Stored data
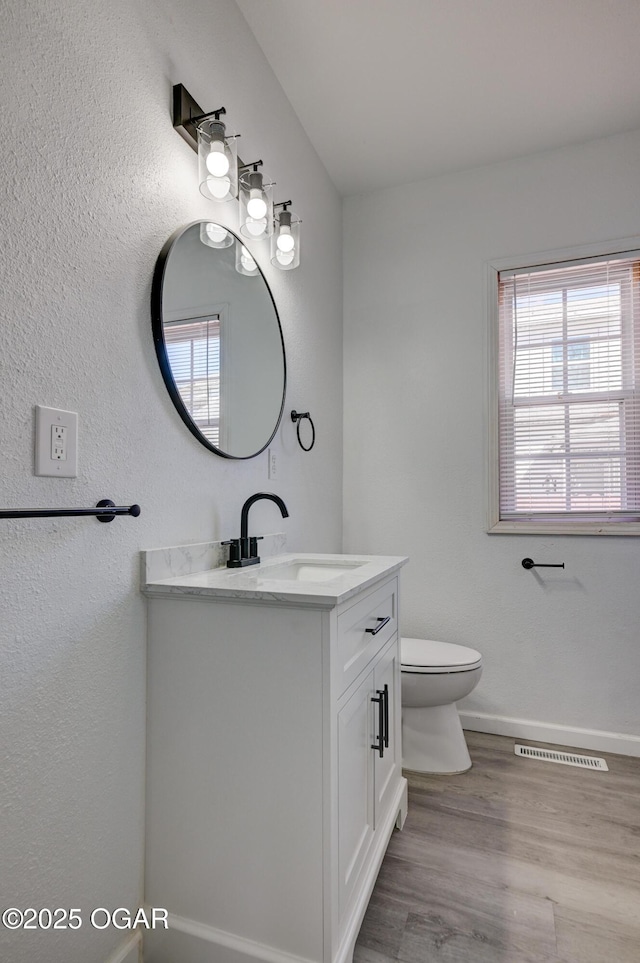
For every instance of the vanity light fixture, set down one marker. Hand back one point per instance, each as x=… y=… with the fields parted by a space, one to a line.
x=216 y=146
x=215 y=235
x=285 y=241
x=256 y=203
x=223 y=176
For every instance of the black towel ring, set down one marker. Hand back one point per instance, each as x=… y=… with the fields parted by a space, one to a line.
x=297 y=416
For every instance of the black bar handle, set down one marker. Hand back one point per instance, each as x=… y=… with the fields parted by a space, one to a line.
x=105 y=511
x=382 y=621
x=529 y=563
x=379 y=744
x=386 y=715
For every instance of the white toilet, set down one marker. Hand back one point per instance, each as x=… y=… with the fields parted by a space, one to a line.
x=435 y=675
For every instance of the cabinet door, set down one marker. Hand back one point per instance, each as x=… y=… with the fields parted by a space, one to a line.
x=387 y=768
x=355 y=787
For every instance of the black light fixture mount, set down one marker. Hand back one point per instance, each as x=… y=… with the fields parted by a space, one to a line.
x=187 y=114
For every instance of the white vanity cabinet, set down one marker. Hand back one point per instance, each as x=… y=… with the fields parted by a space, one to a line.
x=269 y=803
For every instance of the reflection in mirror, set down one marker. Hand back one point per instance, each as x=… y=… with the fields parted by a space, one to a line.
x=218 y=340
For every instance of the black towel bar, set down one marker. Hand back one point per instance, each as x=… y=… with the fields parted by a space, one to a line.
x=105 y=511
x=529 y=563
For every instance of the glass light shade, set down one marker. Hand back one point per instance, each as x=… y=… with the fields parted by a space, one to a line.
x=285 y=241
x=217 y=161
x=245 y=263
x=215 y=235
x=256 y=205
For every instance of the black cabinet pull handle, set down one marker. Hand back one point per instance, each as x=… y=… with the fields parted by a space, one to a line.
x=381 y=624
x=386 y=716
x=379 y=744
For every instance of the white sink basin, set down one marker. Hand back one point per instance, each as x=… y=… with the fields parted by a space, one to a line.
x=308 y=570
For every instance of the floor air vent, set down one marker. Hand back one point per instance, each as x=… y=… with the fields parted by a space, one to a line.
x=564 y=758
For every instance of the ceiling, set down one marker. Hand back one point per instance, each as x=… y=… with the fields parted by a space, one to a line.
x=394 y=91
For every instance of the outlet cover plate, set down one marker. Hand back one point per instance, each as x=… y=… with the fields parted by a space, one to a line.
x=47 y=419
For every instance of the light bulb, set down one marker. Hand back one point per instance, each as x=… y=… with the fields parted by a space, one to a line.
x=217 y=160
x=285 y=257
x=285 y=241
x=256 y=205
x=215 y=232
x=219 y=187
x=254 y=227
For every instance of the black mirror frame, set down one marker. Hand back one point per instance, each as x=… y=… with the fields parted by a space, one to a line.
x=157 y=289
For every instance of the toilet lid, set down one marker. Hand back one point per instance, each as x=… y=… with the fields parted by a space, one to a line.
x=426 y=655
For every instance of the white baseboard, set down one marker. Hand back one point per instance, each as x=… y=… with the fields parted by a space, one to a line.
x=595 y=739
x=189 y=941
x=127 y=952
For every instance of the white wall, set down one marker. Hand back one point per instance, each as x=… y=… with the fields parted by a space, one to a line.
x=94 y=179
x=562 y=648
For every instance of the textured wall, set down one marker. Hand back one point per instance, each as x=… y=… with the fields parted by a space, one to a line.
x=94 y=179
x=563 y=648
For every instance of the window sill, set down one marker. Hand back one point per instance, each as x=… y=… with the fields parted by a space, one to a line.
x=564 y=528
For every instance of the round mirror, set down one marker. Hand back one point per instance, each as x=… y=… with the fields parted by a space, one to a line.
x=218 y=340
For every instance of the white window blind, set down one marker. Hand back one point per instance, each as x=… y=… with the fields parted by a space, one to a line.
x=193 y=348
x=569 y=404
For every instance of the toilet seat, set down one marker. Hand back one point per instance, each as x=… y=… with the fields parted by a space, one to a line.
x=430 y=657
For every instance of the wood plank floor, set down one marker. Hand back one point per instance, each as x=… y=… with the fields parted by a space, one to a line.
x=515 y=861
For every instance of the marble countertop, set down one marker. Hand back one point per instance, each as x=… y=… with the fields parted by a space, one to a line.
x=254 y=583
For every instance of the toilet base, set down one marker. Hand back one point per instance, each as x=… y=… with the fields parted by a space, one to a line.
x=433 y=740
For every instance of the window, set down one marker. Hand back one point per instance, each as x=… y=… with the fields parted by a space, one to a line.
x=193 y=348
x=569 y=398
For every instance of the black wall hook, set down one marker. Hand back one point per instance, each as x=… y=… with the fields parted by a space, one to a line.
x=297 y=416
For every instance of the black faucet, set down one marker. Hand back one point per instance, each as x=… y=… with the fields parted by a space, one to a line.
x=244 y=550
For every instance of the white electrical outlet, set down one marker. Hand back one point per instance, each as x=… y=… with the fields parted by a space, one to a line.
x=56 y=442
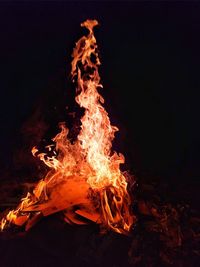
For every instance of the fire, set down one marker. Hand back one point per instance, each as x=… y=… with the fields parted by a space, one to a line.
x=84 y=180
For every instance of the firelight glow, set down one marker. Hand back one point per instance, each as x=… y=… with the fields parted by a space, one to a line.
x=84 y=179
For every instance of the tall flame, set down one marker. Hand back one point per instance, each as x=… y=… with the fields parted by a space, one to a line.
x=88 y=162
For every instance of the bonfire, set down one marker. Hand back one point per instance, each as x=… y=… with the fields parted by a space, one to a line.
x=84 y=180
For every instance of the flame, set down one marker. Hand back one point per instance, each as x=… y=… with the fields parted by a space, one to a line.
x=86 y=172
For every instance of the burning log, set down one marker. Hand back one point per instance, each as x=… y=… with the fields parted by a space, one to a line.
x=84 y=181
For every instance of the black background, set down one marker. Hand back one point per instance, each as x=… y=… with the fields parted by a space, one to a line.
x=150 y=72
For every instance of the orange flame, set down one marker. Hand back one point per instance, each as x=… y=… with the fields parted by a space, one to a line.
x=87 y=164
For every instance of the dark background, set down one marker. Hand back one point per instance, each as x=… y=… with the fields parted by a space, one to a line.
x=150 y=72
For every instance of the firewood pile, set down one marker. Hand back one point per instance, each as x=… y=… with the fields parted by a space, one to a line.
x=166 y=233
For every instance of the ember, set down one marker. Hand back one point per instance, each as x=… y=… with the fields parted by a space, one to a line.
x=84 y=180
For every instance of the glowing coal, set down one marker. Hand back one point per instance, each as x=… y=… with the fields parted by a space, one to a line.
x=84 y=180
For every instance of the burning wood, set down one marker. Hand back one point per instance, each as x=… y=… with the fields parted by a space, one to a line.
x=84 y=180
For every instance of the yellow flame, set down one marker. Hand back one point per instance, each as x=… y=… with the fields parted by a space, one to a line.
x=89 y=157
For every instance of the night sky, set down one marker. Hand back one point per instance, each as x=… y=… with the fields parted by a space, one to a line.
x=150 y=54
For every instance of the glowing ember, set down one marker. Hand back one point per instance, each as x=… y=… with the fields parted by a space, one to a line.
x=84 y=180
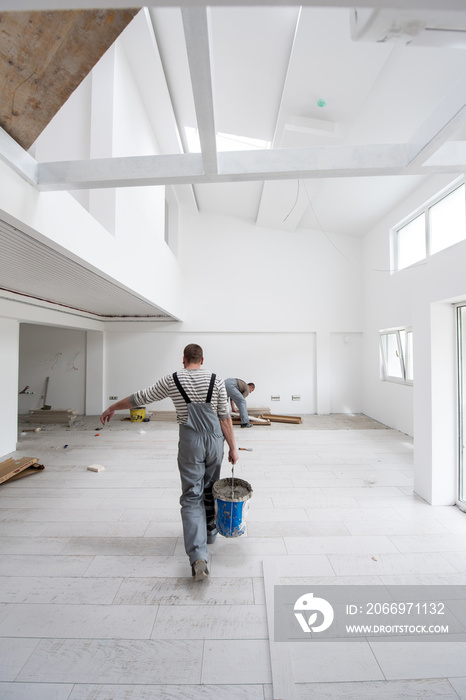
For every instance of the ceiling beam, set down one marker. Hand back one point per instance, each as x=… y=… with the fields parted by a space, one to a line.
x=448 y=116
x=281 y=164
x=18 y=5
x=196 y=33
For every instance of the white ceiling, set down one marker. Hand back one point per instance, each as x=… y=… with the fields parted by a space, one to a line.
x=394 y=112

---

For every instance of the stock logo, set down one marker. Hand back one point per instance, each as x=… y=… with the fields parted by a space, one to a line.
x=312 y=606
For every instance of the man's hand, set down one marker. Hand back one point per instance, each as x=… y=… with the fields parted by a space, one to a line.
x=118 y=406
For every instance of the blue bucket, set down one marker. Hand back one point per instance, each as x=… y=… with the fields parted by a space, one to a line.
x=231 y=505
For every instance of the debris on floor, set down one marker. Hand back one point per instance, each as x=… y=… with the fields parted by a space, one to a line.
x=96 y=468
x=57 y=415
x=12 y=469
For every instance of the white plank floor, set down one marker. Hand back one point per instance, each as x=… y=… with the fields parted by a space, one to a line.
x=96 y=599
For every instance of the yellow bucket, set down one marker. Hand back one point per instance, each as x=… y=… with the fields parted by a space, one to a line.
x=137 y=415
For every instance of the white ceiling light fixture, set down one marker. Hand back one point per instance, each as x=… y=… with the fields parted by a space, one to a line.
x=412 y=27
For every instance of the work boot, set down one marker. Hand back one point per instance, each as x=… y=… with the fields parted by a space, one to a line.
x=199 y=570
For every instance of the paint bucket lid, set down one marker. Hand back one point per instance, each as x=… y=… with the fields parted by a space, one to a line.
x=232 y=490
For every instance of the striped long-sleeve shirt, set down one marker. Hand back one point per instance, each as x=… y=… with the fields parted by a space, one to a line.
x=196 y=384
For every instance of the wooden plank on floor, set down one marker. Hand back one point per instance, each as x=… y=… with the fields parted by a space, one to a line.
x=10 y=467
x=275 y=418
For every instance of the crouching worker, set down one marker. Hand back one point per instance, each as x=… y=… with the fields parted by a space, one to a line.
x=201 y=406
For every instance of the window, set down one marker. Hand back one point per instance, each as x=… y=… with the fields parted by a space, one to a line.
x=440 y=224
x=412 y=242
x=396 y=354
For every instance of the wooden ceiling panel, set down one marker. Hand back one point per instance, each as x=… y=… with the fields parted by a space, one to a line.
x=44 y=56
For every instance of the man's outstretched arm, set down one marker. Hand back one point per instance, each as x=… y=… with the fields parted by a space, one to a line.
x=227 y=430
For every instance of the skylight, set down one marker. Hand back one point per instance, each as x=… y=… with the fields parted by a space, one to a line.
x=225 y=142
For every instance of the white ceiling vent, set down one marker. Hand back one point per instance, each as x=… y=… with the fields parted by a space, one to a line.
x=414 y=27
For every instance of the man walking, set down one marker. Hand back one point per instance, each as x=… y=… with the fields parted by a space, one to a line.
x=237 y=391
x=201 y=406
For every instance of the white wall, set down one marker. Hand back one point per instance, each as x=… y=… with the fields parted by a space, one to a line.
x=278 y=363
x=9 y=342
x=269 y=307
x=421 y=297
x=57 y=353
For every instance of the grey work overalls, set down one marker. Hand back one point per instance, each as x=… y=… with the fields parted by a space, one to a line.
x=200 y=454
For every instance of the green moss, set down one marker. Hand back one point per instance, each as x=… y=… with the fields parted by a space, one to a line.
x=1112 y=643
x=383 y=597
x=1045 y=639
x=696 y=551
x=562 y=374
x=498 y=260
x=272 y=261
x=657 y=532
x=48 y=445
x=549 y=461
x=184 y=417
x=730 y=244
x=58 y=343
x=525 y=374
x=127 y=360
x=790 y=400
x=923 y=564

Your objective>
Swap "marker" for "pin" in the stretch of data from the line containing "For every instance of the vanity" through the line containing "x=269 y=803", and give back only those lines with nothing else altered.

Full answer>
For every instance of the vanity light fixture, set down one pin. Hand back one point per instance, each as x=… y=… with the fields parted by a space, one to a line.
x=216 y=146
x=215 y=235
x=285 y=241
x=256 y=203
x=223 y=176
For every instance of the black towel ring, set down one pin. Hand back one point per instance, each as x=… y=… with the fields parted by a space, one to a line.
x=297 y=416
For every instance of the black bar handle, set down one pin. Hand back one point per instance, each as x=… y=… with the fields parted by a space, one to a line.
x=105 y=511
x=382 y=621
x=529 y=563
x=379 y=744
x=386 y=715
For every instance of the white toilet, set down one pin. Hand back one point per instance, each as x=… y=… with the fields parted by a space, one to a line.
x=435 y=675
For every instance of the cabinet door, set down one pin. Hand back one point per instance, each as x=… y=… with the fields parted by a space, one to a line.
x=387 y=768
x=355 y=787
For every instance of the black light fixture mount, set down one pin. Hand back one point per instance, each as x=… y=… with the fields parted by a space, one to a line.
x=187 y=114
For every instance of the white vanity cabinet, set down one pin. Hand back one point per instance, each as x=… y=… with the fields parted by a space, one to a line.
x=269 y=803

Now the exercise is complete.